*** Page extract Section Begins ***

A consistent PR strategy and carefully curated content can broadcast what VC firms have to offer beyond just buckets of money in terms of thinking and resources. Each blog post, podcast and video should be an opportunity to showcase your people’s voices in ways that strengthen the success narrative around your firm’s brand. Partners and portfolio company founders can act as both thought leaders and cultural ambassadors in broadcasting your brand’s achievements and mission to the world.
Any firm that has partners or founders who can be standard bearers for increased diversity in the VC world may also enjoy more media opportunities to put the spotlight on the organization’s overall brand. A 2020 study by Women in VC found that just under five percent of all U.S.-based VC partners are women and that just 33 percent of those are women of color. At the same time, Crunchbase found that the amount of funding going to female founders dropped from 2.8 percent in 2019 to 2.3 percent in 2020.
Strategic media relations for VCs
VC firms should be executing a strategic media relations campaign around their brand, and they should be helping secure PR for their portfolio companies as well. There are numerous ways to advance a media campaign through thought leadership, commenting on news of the day and pitching with an eye on industry trends.

*** Page extract Section Ends ***
*** Record excerpts Section Begins ***

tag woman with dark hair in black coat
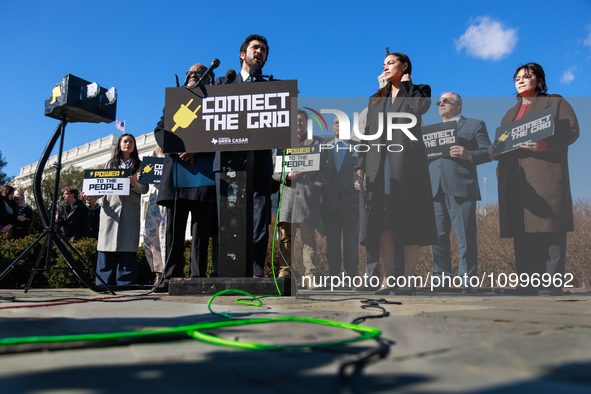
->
[355,52,437,295]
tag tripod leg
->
[53,233,115,295]
[0,229,49,281]
[25,229,51,293]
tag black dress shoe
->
[374,287,390,295]
[394,287,417,295]
[513,286,529,295]
[538,287,564,297]
[154,282,168,293]
[353,286,380,291]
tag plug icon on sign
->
[49,82,62,104]
[172,99,201,133]
[499,130,509,142]
[142,164,154,174]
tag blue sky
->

*** Record excerpts Section Ends ***

Exercise instructions - In the text on PR for venture capital firms, what share of funding went to female founders in 2020, according to Crunchbase?

Result below - 2.3 percent, down from 2.8 percent in 2019.